== Supplied information
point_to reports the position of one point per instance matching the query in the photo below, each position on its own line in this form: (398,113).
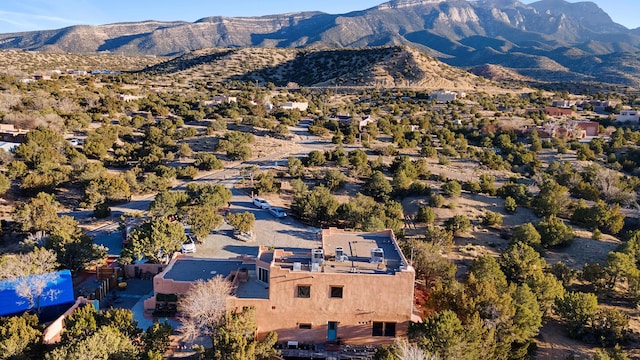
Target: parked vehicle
(261,203)
(244,236)
(278,212)
(189,246)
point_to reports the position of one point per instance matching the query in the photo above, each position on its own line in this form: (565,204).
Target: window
(377,329)
(303,291)
(336,292)
(389,329)
(383,329)
(263,275)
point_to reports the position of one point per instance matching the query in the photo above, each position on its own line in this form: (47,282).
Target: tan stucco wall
(366,298)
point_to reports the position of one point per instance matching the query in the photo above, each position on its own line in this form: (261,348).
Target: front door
(332,331)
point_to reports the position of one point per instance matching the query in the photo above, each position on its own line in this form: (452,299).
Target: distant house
(217,100)
(42,77)
(563,103)
(443,96)
(347,120)
(628,116)
(290,105)
(9,134)
(128,98)
(366,121)
(551,111)
(590,128)
(554,111)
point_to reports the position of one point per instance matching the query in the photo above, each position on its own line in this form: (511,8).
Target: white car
(243,236)
(261,203)
(278,212)
(189,246)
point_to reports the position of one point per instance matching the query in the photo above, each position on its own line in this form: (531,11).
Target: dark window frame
(263,275)
(389,329)
(303,291)
(377,329)
(380,328)
(336,292)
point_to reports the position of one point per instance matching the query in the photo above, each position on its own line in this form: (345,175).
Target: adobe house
(590,128)
(356,288)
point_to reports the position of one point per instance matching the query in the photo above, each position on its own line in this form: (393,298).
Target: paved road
(270,231)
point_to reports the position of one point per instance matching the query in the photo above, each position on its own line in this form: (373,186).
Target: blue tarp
(59,290)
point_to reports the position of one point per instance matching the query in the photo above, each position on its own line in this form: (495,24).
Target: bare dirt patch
(583,250)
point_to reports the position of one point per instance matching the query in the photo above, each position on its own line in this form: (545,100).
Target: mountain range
(548,40)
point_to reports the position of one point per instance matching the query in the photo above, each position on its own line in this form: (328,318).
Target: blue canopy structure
(58,291)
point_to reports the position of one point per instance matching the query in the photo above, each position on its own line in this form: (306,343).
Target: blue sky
(27,15)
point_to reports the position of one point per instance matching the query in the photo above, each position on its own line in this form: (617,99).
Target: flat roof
(357,254)
(193,269)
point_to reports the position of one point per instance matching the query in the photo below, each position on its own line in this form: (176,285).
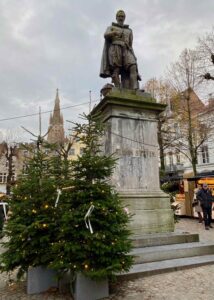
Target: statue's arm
(110,33)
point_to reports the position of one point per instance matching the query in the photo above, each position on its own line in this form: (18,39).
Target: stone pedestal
(131,118)
(86,288)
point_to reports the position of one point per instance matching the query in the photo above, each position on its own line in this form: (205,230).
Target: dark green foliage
(33,224)
(41,234)
(105,251)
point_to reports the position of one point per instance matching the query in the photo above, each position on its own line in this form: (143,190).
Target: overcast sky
(49,44)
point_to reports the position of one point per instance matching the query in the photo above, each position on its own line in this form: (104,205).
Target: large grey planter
(40,279)
(86,288)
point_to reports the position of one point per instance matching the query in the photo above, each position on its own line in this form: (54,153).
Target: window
(205,154)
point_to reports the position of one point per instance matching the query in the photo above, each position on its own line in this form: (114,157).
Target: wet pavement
(196,283)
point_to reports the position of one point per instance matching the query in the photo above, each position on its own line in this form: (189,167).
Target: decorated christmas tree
(34,220)
(93,237)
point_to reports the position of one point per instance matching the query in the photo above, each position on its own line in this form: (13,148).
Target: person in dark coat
(205,197)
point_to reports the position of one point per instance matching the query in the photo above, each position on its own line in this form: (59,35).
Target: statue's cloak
(105,66)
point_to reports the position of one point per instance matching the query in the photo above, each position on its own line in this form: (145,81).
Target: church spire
(56,129)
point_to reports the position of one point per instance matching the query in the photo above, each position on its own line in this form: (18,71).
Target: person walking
(205,198)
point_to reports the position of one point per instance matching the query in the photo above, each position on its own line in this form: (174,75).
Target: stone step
(159,239)
(152,268)
(166,252)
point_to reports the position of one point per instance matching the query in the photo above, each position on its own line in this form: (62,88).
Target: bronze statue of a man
(118,60)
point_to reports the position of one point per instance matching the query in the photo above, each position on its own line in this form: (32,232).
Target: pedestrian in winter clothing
(205,197)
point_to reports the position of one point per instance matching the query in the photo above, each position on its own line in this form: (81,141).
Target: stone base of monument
(41,279)
(131,119)
(151,212)
(86,288)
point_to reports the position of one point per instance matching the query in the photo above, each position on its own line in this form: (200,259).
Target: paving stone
(196,283)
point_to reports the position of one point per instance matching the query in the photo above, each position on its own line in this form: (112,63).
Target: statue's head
(120,16)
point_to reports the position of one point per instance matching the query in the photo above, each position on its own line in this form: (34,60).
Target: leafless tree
(185,77)
(205,51)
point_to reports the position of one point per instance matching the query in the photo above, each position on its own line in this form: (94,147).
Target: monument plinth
(131,118)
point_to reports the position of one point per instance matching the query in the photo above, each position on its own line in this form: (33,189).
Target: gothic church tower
(56,133)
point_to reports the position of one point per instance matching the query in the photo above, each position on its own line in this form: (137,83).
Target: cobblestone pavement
(196,283)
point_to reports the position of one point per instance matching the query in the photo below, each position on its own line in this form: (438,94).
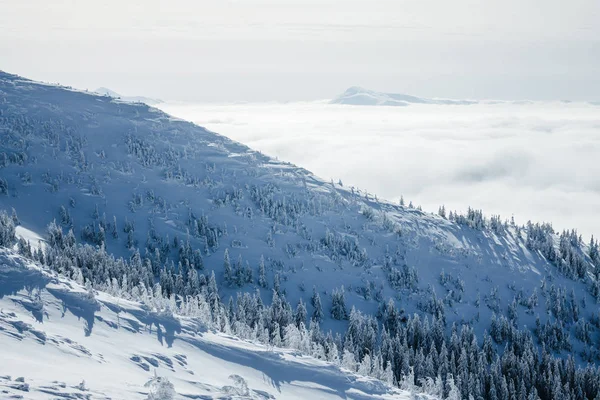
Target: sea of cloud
(534,161)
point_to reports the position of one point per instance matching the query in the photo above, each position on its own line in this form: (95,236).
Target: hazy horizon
(288,50)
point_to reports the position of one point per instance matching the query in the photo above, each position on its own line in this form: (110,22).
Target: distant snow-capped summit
(132,99)
(363,97)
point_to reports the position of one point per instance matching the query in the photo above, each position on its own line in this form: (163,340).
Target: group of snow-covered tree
(415,352)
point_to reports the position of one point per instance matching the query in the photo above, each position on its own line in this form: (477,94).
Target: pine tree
(227,268)
(300,316)
(317,314)
(262,279)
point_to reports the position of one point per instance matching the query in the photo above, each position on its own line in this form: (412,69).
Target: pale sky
(257,50)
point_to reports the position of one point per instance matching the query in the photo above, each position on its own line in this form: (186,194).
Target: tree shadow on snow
(277,370)
(78,304)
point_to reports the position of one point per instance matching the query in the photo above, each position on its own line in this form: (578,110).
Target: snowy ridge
(115,345)
(363,97)
(165,209)
(132,99)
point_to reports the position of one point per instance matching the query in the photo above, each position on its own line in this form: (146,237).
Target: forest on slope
(158,210)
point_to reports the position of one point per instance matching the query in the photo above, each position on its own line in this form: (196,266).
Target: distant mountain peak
(133,99)
(356,95)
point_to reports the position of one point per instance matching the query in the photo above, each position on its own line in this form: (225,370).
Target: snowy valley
(170,248)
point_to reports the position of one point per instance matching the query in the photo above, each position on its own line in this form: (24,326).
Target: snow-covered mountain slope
(363,97)
(132,99)
(188,209)
(54,335)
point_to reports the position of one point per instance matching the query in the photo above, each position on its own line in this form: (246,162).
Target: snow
(483,259)
(131,99)
(116,346)
(164,176)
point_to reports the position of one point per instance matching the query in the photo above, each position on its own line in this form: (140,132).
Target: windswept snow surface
(54,336)
(87,160)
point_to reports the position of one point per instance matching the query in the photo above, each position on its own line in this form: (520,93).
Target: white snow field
(141,205)
(533,160)
(54,336)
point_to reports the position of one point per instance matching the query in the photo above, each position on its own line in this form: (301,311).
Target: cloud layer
(537,161)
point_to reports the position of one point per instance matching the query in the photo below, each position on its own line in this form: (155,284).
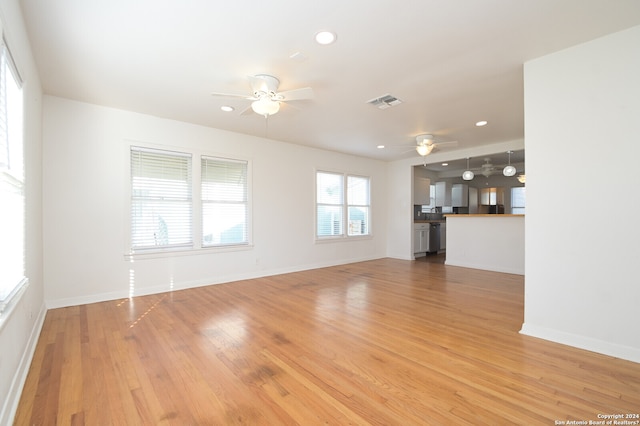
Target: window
(518,198)
(12,179)
(224,202)
(334,210)
(358,205)
(161,202)
(177,206)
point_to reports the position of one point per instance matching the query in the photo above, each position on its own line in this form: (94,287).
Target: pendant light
(509,170)
(468,174)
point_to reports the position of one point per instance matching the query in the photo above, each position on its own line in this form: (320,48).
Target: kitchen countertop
(484,215)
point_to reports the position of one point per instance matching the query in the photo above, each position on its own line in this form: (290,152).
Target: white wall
(19,329)
(86,206)
(494,243)
(582,127)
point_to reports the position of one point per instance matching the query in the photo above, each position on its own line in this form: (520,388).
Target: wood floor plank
(385,342)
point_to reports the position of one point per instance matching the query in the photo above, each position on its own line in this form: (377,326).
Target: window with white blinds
(12,181)
(161,199)
(358,205)
(329,204)
(224,202)
(342,205)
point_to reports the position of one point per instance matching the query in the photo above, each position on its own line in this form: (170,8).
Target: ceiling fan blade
(233,95)
(454,143)
(247,111)
(296,94)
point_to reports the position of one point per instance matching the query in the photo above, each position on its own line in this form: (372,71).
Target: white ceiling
(452,63)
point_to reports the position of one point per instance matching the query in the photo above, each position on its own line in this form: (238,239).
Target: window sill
(160,254)
(8,305)
(343,239)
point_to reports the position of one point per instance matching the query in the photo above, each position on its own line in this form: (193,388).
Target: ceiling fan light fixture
(509,170)
(265,106)
(467,174)
(424,149)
====
Here the job is to quote the lines from the one with "this form: (155,284)." through the end of the material, both included, exactly; please skip the pictures.

point_to reports the position of one point per instance matching the query in the photo below, each position on its own line in this form: (155,284).
Target: window
(518,198)
(12,179)
(224,202)
(334,210)
(358,205)
(161,202)
(177,206)
point_to reports the position of one point per instance matching the query in the photo above, each position on its own line in this form: (94,287).
Target: pendant light
(509,170)
(468,174)
point_to reports the position of one point per instance matching the query in the photo above, each position on its own line in this form: (320,48).
Target: kitchen countertop
(484,215)
point_to reports the position of one point per instance matching the query in the photo above, each position on its own line in this form: (290,152).
Target: white wall
(19,329)
(86,206)
(494,243)
(582,127)
point_to reports the position of one point per instance matching the query in the photo above, each position on its own line in this form: (520,388).
Target: wood floor plank
(385,342)
point_to reports the position of one point per instance matching the query in the photo above, each position on its own line in this form: (377,326).
Target: window with white blinds
(12,181)
(161,199)
(358,205)
(329,204)
(224,202)
(342,205)
point_to reports the position of one point per instance matching the query in the photo above, each position on its own line in this form: (170,8).
Target: ceiling fan blade
(233,95)
(454,143)
(247,111)
(296,94)
point_to reports the position of one point per instance matching the query in the photo above, each position on its own line in this form: (372,71).
Target: white ceiling
(452,63)
point_to reports the position of one point per instance matching the query in the photo above, each position on its own line in this form: (238,239).
Target: window sill
(160,254)
(8,305)
(343,239)
point_to reports the position of one point per instance matching the query in the photo above, each position on its own line in this form: (193,388).
Target: ceiling fan light fixture
(509,170)
(265,106)
(467,174)
(424,149)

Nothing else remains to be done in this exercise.